- **Entries supplied**
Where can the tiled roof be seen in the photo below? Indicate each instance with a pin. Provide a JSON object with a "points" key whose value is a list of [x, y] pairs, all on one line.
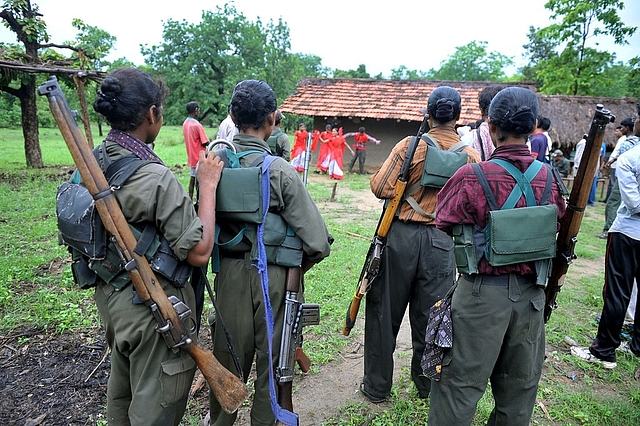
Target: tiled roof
{"points": [[378, 99]]}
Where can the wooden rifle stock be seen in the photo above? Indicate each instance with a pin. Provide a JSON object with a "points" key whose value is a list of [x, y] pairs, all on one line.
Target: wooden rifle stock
{"points": [[372, 261], [570, 223], [228, 389], [285, 389]]}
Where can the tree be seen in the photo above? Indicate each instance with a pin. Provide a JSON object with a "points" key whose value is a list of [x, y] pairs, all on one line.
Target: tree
{"points": [[204, 62], [561, 59], [24, 19], [361, 72], [404, 73], [472, 62]]}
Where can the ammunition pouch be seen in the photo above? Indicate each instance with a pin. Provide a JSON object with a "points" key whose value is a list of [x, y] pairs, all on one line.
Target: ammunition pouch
{"points": [[440, 165], [239, 195], [111, 268], [281, 243]]}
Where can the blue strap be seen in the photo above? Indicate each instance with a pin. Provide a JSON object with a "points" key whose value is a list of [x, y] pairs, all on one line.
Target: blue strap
{"points": [[284, 416], [523, 181]]}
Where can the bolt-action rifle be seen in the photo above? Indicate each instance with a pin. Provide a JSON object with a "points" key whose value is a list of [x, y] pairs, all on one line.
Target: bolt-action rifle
{"points": [[371, 265], [296, 316], [570, 222], [228, 389], [307, 159]]}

- **Your instructions**
Whenever the string "object" occurs in a line of the entries above, copy that line.

- **Written solution**
Where can the tiled roof be seen in the photo below? Indicate each instance with a pin. Provide a JSON object with a "points" key whose value is a list of [x, y] pairs, all on one line.
Where can the wooden rifle stock be seen in the photo above? Indicate each instance with a pin. Provide a JSON object with a "points" key whose value is a list of [x, y] pairs, all on one line.
Where can the tree be seen in the photo above? Indicate each instance with a pin. Provide a JSON object with a "points" key whose value is a list of [x, y] pairs, all on one line.
Where can the ammunition pouch be seen in the photo above? Indicate each instance with a pin. Provide a JSON object with a "points" key whose value is a list of [x, y] pairs, all on one line.
Where can the blue strap be seen in the photo above? Indicate each instance with a pin. Provide a JSON object with a "points" key whose value is a list of [x, y] pairs, all on one line.
Where can the bolt-action rifle be seen in the photo above? Indicate each instance with a pin. Provide a JSON object with a "points" key whose value is a list of [x, y] pairs, all on one line.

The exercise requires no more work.